> _Short task_
Gather every line of the listing below that contains the word "concrete", and copy each one out in full.

* * * * * * * * *

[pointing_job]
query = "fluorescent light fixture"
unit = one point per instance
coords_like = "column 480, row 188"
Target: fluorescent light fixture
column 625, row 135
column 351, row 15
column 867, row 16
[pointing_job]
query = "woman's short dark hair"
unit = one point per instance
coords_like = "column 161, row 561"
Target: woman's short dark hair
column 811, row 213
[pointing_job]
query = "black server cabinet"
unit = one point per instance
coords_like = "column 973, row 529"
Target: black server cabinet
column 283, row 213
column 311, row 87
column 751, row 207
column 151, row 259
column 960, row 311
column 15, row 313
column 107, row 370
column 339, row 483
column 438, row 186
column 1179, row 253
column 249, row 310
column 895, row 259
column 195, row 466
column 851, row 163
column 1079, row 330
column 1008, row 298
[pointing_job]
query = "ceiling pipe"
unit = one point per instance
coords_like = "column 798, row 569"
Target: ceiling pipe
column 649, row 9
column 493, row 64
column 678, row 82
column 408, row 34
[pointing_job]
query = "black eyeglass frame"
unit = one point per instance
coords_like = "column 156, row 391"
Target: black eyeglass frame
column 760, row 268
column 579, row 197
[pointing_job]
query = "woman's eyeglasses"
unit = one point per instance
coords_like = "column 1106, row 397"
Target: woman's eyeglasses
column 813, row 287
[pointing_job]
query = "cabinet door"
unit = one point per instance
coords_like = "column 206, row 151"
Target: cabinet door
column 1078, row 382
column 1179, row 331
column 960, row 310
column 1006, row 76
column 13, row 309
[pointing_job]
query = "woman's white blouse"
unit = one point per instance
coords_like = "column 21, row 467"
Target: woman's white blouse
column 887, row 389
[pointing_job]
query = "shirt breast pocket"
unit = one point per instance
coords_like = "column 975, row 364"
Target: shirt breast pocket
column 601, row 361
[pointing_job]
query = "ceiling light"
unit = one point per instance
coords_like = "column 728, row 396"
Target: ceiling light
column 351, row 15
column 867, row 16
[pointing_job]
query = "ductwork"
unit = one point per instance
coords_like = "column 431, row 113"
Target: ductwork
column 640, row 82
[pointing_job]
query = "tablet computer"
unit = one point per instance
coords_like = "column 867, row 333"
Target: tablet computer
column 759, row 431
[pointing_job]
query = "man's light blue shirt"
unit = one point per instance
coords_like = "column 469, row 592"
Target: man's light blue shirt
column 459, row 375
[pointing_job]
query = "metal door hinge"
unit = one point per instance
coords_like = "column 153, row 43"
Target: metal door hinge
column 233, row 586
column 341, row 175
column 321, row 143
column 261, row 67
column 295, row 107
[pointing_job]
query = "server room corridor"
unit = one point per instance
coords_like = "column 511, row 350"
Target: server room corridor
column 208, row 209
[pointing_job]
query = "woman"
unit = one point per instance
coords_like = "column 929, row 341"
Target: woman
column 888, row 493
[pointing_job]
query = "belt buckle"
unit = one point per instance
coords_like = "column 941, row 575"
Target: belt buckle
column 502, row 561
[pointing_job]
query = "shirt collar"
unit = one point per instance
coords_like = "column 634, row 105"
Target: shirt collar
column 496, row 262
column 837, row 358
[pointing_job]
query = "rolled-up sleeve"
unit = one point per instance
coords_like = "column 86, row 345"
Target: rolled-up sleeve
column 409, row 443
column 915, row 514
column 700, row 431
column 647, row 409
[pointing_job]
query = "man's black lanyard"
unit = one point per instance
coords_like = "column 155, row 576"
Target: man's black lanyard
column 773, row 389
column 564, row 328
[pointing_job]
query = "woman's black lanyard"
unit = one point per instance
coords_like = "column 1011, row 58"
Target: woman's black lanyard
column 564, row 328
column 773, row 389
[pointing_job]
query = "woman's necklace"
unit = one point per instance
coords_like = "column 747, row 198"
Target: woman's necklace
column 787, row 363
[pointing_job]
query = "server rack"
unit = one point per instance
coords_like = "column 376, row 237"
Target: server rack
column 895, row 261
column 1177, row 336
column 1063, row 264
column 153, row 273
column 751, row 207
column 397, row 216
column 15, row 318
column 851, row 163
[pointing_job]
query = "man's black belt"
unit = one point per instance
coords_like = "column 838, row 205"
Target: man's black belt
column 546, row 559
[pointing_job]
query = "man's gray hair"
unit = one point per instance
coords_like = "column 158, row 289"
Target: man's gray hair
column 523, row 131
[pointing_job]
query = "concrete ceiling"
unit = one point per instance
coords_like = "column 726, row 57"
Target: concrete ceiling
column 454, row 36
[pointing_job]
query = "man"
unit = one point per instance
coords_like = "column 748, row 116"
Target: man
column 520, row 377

* * * * * * * * *

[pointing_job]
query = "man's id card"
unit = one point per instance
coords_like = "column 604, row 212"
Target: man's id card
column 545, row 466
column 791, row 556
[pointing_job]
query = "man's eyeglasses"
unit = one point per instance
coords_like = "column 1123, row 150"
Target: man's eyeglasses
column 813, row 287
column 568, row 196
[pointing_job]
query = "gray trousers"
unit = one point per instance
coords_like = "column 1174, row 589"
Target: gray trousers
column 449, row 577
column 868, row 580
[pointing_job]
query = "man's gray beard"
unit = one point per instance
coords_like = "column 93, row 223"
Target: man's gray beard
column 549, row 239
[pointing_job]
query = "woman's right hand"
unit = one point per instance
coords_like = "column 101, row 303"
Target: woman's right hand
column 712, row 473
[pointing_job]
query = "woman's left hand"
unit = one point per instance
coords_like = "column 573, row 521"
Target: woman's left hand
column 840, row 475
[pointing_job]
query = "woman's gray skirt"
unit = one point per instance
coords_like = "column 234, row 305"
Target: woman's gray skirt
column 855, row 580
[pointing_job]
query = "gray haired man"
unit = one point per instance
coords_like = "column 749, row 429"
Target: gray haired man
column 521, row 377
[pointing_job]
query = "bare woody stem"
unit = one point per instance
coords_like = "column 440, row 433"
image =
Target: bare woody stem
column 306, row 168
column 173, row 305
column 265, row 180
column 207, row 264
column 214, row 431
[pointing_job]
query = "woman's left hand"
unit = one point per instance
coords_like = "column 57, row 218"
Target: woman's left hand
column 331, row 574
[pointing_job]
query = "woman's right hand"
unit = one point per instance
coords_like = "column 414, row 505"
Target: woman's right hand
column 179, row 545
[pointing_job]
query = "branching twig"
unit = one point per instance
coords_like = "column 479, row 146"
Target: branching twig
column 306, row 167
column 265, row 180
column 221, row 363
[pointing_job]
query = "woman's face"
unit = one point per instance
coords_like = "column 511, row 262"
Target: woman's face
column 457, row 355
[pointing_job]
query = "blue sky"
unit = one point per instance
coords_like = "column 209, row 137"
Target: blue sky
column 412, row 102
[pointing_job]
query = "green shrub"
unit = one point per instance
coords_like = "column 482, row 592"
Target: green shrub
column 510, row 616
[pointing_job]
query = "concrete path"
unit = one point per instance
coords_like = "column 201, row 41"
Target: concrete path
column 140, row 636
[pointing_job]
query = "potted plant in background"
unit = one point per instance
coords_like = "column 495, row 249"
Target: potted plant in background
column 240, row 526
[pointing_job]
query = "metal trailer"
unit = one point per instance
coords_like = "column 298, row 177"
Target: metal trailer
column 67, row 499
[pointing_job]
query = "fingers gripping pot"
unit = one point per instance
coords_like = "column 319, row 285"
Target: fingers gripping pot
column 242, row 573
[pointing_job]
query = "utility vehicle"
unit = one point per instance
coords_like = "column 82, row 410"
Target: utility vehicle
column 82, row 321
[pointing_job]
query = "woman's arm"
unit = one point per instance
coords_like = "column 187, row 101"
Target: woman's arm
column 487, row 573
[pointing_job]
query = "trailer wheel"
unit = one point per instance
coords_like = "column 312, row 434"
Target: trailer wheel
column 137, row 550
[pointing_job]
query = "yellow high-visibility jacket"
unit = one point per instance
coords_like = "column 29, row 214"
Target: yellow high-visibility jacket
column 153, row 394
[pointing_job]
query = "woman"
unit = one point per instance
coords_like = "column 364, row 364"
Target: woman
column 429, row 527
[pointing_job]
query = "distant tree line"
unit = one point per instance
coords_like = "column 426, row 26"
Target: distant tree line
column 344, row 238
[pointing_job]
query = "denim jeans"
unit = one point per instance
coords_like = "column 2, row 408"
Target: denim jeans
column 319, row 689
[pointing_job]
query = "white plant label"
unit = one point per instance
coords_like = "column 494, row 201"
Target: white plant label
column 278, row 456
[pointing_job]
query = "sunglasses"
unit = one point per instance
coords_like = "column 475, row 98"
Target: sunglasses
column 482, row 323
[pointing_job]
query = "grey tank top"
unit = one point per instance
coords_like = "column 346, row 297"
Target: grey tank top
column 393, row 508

* * * * * * * * *

> _Written solution_
query = "concrete ceiling"
Target: concrete ceiling
query = "concrete path"
Target: concrete path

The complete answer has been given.